### YOUR OBJECTIVE
Exclude the pictures; give every entry again exactly as written.

----

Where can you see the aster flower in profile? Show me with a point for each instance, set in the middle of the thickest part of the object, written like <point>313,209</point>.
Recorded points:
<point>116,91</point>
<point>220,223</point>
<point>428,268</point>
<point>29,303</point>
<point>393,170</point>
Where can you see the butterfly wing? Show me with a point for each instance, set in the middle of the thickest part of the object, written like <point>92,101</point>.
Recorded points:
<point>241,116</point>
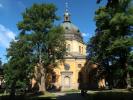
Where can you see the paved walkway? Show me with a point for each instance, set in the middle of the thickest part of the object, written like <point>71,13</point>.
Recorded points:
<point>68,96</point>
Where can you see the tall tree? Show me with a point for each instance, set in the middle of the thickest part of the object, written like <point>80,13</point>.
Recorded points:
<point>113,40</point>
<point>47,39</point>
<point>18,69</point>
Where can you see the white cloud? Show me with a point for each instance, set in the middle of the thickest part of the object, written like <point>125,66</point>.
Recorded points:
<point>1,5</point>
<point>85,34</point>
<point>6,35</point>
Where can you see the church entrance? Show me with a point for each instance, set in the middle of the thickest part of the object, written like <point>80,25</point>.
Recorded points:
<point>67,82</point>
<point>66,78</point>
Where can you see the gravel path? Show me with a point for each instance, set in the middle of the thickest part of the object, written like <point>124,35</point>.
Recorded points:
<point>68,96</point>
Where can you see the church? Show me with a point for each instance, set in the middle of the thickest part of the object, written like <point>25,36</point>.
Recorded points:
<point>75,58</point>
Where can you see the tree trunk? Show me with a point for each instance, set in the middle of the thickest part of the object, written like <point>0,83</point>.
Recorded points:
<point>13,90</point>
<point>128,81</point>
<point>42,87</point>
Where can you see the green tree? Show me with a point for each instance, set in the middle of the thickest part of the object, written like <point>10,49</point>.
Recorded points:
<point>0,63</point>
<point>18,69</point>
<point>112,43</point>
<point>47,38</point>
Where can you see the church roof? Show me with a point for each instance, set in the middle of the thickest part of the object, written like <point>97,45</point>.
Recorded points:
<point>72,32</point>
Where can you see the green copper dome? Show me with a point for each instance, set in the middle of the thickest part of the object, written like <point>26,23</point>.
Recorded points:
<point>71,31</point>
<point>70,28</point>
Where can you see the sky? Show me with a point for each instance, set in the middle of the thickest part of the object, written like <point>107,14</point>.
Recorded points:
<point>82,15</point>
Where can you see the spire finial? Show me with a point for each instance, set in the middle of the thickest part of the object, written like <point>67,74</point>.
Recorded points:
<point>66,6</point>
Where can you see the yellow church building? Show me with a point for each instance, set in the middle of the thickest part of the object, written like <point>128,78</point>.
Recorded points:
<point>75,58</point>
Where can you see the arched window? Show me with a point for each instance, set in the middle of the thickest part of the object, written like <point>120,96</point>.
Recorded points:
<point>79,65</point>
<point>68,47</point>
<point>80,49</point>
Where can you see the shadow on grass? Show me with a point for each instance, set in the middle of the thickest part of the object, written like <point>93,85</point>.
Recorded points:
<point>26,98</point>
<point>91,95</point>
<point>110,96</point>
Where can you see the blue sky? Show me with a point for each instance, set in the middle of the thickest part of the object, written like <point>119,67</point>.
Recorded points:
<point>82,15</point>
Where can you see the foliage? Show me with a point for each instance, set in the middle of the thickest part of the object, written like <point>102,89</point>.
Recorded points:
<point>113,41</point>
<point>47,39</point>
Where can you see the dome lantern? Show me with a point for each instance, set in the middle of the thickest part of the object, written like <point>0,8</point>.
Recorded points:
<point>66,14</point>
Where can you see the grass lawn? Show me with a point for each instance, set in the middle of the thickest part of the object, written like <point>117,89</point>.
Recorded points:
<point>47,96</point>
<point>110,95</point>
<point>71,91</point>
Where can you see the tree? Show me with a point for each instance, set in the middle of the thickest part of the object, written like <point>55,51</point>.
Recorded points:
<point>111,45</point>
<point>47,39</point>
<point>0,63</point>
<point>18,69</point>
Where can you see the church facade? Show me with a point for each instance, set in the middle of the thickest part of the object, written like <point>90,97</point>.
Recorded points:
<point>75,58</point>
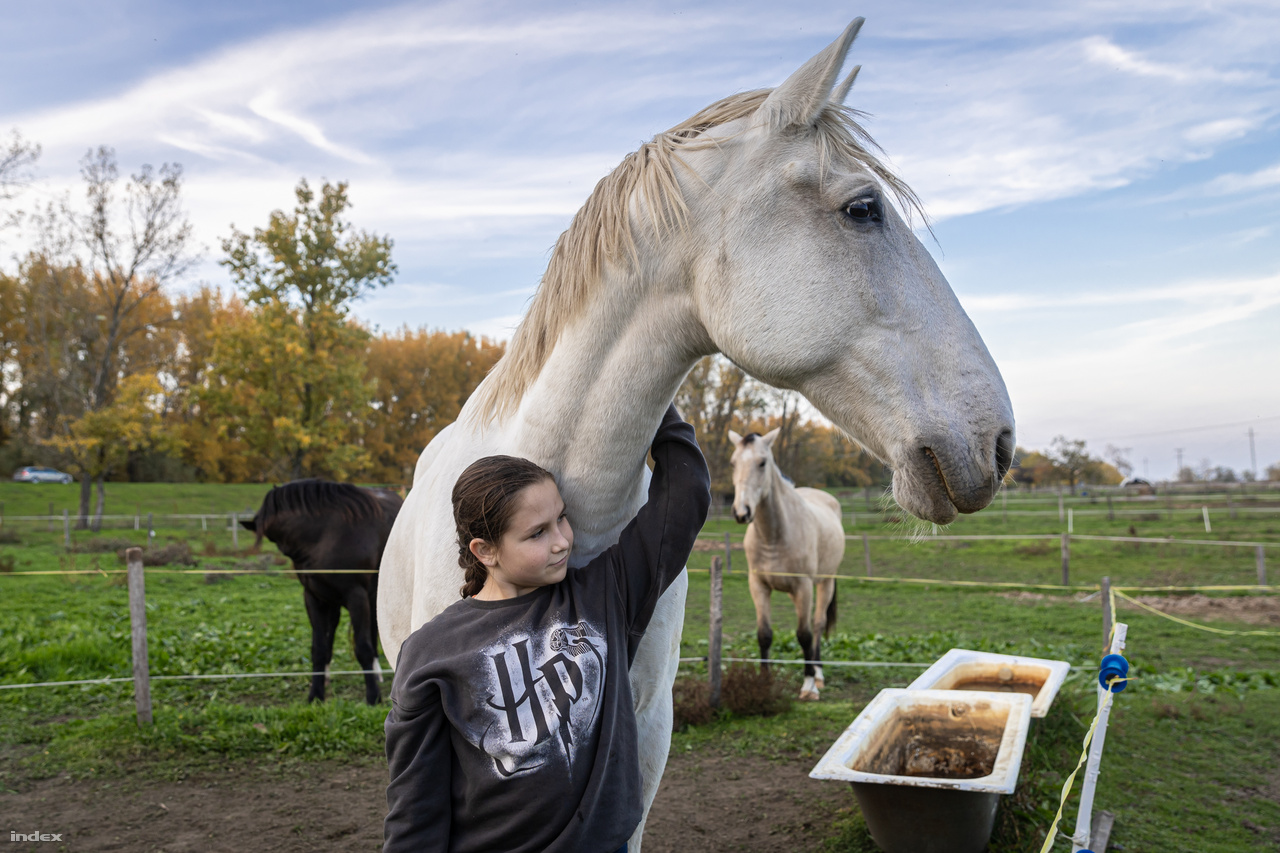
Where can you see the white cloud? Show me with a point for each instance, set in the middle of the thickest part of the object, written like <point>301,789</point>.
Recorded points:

----

### WRITTEN RESPONSE
Where can you see the aster flower in profile? Show me with a point for each instance, set in the middle of the thickest part of the object, written like <point>313,209</point>.
Recorded points:
<point>116,91</point>
<point>220,223</point>
<point>428,268</point>
<point>29,303</point>
<point>393,170</point>
Where can you see the butterfly wing? Show me with a point for each instance, set in the middle of the thickest part of the object, written like <point>92,101</point>.
Recorded points:
<point>241,116</point>
Where can you see the paved walkway? Show me with a point for each instance, set in the middle of the thickest part of the object, written like <point>71,13</point>.
Recorded points:
<point>68,96</point>
Where can you see the tall tree? Show me with a point for each instance, set in the middle of the thickest part of the object, written like <point>80,13</point>.
Recorded points:
<point>113,40</point>
<point>47,39</point>
<point>18,69</point>
Where can you see the white cloud? Show me with a point for each instance, set in the middle of the thickest part of the object, written like <point>125,66</point>.
Recorded points:
<point>1,5</point>
<point>85,34</point>
<point>6,35</point>
Where can you see the church entrance? Show me with a point for each instance, set in the middle of the thickest part of the object, written like <point>80,25</point>.
Recorded points:
<point>67,82</point>
<point>66,78</point>
Where can you see the gravel path? Show me with a point for each instance, set in the middle of the thickest part of the object, written like <point>124,35</point>.
Recorded points:
<point>68,96</point>
Where can you see the church? Show me with a point for each instance, set in the middle of the thickest part of the object, written like <point>25,36</point>.
Recorded points:
<point>75,58</point>
Where can you see the tree trunk? Show me with a point for each instance, set in the middle of the thickest part of the object, written like <point>0,83</point>.
Recorded points:
<point>13,90</point>
<point>128,81</point>
<point>42,87</point>
Where can you see the green tree? Show me with a point for each instance, set in the middle of the thickest part of the object, written like <point>10,49</point>.
Recorded points:
<point>0,63</point>
<point>18,69</point>
<point>112,43</point>
<point>47,38</point>
Where can you see the church roof? Show me with a point for each instance, set in the middle of the thickest part of the object, written like <point>97,45</point>.
Recorded points:
<point>72,32</point>
Where can you see the green copper dome? Show me with a point for each instance, set in the middle of the thickest part of the object, written like <point>26,23</point>.
Recorded points:
<point>71,31</point>
<point>70,28</point>
Where can you see the sky? Show me with a point for each instance, set in the middle of the thickest part of the object, written like <point>107,14</point>.
Recorded points:
<point>82,15</point>
Where can you see the spire finial? Show me with a point for each instance, set in the middle of the thickest part of the object, written like <point>67,74</point>.
Recorded points:
<point>66,6</point>
Where can you see the yellow church building? Show me with a point for each instance, set in the middle of the thickest part of the object, written like <point>128,78</point>.
Recorded points:
<point>75,58</point>
Where can you see the arched window? Show me with a point for each instance, set in the middle of the thickest part of the object, written like <point>120,96</point>.
Recorded points:
<point>79,65</point>
<point>68,47</point>
<point>80,49</point>
Where can you see the shadow on grass? Show me with a point for each instance, set in the middle of the thickest part of the object, written like <point>93,85</point>.
Recorded points:
<point>26,98</point>
<point>91,95</point>
<point>110,96</point>
Where can you see the blue sky? Show me with a point for each instance, set in the middle of the thickest part of the object, written like <point>119,67</point>.
Recorded points:
<point>82,15</point>
Where can you see the foliage? Show me with a point for each instance, set in the middle of the thickest part of the object, written like <point>102,89</point>.
Recorded points:
<point>113,41</point>
<point>47,39</point>
Where can you see the dome lantern? Show me with a point for each instance, set in the middle of the thickest part of the object, written like <point>0,8</point>.
Recorded points:
<point>66,14</point>
Where can you see the grass lawn? Show me with a point for each instance, set in the middle of the thickest part of the object, written like <point>117,89</point>.
Recorded points:
<point>47,96</point>
<point>110,95</point>
<point>71,91</point>
Where can you see the tree? Show me with a point for each instance, set in the middle of the thickest part of the object, written like <point>55,51</point>.
Recorded points:
<point>111,45</point>
<point>47,39</point>
<point>0,63</point>
<point>18,69</point>
Where can you see the church facade? Show me with a point for each instance, set in the middle of the thickest part of the object, written like <point>90,97</point>.
Recorded points:
<point>75,58</point>
Where can you see the white cloud? Show me with a point for each instance, set in the middle of the thickest part of the object, written like <point>301,789</point>.
Recorded points:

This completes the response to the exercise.